— start —
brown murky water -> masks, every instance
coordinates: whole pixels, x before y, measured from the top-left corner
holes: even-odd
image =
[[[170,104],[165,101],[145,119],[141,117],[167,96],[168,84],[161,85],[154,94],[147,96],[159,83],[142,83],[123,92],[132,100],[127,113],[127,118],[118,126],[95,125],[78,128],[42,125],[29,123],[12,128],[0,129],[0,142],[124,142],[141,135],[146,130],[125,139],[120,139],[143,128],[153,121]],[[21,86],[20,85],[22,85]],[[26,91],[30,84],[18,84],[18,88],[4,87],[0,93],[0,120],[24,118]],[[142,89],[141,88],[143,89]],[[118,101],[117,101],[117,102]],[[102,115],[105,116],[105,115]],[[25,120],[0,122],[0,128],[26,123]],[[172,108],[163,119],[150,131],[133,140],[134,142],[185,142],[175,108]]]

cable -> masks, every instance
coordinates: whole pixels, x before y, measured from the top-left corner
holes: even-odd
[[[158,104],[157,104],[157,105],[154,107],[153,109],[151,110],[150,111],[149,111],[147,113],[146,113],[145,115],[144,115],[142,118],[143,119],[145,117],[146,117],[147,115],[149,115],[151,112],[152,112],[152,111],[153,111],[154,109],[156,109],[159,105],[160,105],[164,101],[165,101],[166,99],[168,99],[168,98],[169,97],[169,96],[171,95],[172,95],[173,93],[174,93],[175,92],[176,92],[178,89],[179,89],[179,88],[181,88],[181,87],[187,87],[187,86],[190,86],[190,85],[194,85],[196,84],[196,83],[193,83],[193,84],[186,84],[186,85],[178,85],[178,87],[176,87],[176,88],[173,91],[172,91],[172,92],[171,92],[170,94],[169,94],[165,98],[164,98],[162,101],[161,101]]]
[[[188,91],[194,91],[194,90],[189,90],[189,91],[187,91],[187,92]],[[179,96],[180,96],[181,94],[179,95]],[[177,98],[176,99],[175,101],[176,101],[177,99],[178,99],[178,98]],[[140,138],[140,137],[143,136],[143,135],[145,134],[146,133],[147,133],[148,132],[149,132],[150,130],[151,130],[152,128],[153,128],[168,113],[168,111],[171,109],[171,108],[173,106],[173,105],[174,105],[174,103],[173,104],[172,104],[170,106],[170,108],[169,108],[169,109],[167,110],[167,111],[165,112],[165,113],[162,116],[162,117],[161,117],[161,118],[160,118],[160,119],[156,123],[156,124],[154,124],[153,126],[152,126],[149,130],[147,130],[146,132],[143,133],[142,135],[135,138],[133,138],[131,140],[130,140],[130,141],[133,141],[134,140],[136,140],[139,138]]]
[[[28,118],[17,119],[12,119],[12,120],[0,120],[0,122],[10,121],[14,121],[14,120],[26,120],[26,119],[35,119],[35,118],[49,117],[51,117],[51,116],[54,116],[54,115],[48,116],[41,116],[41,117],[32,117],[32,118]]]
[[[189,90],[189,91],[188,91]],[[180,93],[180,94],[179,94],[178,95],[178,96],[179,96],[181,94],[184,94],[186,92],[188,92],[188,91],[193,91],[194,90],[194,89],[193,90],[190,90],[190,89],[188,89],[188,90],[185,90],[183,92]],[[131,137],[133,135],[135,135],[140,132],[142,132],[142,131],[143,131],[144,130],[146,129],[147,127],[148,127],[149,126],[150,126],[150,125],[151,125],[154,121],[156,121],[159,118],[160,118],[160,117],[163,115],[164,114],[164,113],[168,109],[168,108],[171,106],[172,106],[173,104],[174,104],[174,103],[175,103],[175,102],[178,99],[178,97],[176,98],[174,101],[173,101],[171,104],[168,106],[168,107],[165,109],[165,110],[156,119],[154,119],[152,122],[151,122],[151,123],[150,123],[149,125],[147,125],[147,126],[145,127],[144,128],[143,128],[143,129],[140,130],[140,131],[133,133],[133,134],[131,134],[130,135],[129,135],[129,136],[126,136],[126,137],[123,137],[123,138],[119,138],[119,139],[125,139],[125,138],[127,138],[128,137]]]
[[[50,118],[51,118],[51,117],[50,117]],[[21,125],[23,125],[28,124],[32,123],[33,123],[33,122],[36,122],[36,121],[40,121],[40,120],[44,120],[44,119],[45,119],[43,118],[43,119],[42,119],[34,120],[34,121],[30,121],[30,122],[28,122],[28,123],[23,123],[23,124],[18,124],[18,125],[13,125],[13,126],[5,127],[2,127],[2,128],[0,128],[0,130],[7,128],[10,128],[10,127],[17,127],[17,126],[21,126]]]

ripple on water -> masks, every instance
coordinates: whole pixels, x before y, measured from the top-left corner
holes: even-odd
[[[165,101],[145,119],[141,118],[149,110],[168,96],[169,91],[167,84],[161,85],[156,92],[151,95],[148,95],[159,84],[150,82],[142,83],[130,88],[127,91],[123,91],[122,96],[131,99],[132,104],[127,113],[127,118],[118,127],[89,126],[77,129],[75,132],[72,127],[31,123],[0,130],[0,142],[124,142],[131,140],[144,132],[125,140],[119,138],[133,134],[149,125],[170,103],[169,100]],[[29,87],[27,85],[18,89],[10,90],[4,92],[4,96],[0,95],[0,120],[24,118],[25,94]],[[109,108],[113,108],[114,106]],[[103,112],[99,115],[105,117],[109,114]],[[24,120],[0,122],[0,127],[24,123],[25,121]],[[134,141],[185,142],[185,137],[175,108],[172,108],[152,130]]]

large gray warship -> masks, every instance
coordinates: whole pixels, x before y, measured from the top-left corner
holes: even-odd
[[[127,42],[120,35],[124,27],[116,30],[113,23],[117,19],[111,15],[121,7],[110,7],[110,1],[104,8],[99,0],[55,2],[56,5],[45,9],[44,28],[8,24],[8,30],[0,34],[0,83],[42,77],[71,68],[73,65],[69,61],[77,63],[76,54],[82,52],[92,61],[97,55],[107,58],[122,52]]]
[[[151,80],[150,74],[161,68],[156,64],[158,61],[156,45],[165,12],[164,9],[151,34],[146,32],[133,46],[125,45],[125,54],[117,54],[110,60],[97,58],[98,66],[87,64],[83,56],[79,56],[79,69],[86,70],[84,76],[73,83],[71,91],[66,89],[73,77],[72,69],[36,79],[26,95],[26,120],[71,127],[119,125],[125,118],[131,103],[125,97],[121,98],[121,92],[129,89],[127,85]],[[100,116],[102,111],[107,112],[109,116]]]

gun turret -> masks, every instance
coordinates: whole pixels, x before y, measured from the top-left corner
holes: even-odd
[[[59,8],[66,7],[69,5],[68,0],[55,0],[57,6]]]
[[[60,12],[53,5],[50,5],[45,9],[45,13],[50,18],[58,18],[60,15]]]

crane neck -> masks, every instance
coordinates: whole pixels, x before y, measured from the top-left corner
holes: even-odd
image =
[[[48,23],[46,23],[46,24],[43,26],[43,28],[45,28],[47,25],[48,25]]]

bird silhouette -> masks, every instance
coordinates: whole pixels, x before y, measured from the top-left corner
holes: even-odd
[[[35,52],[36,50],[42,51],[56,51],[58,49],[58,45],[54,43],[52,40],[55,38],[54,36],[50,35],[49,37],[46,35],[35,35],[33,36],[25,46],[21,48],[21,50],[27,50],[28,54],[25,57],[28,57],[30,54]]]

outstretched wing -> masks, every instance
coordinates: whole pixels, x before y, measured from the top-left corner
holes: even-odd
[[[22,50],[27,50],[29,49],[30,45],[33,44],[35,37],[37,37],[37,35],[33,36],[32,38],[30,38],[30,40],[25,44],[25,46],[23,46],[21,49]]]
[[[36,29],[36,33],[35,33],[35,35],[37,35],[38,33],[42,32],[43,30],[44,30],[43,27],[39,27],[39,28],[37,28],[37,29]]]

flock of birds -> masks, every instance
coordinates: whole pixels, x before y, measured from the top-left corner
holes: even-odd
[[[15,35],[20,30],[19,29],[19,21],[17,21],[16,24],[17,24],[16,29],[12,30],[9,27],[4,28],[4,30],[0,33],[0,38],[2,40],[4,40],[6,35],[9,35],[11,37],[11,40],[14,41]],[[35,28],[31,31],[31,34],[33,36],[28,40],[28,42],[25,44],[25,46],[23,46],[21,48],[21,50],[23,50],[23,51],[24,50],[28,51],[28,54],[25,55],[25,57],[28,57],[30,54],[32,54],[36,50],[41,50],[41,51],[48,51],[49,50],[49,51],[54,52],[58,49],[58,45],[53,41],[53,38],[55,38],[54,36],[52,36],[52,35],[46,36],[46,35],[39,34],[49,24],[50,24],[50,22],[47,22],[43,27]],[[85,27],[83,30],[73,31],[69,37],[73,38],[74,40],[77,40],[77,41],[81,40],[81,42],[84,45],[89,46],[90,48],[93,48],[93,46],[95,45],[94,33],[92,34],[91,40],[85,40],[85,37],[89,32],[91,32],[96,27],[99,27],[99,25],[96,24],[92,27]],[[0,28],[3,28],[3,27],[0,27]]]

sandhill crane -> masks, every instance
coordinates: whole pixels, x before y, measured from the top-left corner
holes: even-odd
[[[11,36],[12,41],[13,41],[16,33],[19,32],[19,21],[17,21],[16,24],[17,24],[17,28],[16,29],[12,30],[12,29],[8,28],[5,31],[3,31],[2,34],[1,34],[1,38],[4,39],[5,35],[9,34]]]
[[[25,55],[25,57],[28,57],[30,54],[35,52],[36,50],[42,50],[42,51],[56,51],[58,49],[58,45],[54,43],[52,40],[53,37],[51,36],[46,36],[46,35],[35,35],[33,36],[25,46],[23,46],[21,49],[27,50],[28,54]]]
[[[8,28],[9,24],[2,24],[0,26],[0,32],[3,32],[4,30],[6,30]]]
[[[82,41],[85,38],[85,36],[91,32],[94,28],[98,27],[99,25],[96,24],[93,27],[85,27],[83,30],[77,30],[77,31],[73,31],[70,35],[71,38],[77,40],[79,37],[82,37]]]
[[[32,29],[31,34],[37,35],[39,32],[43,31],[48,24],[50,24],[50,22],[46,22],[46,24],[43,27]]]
— end —
** The problem **
Starting at the line that contains "sandhill crane -> masks, every instance", copy each line exactly through the end of the listing above. Include that first line and the last one, and add nothing.

** Written answer **
sandhill crane -> masks, every instance
coordinates: whole pixels, x before y, measured from the top-left corner
holes: even-odd
[[[11,36],[12,41],[13,41],[16,33],[19,32],[19,21],[17,21],[16,24],[17,24],[17,28],[16,29],[12,30],[12,29],[8,28],[5,31],[3,31],[2,34],[1,34],[1,38],[4,39],[5,35],[9,34]]]
[[[25,55],[25,57],[28,57],[30,54],[35,52],[36,50],[42,50],[42,51],[56,51],[58,49],[58,45],[54,43],[52,40],[53,37],[51,36],[46,36],[46,35],[35,35],[33,36],[25,46],[23,46],[21,49],[27,50],[28,54]]]
[[[8,28],[9,24],[2,24],[0,26],[0,32],[3,32],[4,30],[6,30]]]
[[[82,41],[85,38],[85,36],[91,32],[94,28],[98,27],[99,25],[96,24],[93,27],[85,27],[83,30],[77,30],[77,31],[73,31],[70,35],[71,38],[77,40],[79,37],[82,37]]]
[[[32,29],[31,34],[37,35],[39,32],[43,31],[48,24],[50,24],[50,22],[46,22],[46,24],[43,27]]]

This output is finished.